— GIVEN ENTRIES —
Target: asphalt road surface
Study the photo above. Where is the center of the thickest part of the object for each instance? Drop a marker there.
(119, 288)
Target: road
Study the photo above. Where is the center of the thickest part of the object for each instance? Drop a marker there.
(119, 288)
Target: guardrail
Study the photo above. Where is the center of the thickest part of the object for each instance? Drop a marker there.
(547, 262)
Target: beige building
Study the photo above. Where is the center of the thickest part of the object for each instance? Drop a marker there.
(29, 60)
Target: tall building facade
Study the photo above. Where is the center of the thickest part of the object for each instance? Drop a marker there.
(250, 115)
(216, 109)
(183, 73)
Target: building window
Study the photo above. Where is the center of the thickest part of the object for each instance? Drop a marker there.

— GOAL —
Copy the data above in full, character for character.

— THE COMPLETED TASK —
Target: asphalt road surface
Study the photo above. Where is the center of the thickest part of the object for each instance? Drop a marker there.
(119, 288)
Target: road
Study the photo above. Where is the center of the thickest part of the object for each instance? Drop a marker there.
(119, 288)
Target: guardrail
Study the photo above. Where is the center of the thickest part of the object for each instance? Drop a marker there.
(547, 262)
Target: beige building
Study the photo above. Where is the center of the thickest part of the object for each instance? Drop a marker there.
(29, 60)
Target: tall building facade
Study the photo above. Where is the center of the thickest part of the object for each instance? Drop a marker there.
(250, 115)
(216, 109)
(183, 73)
Target: building window
Study the photo above. Where is the center of the thickest part of the object for each instance? Drop a marker there.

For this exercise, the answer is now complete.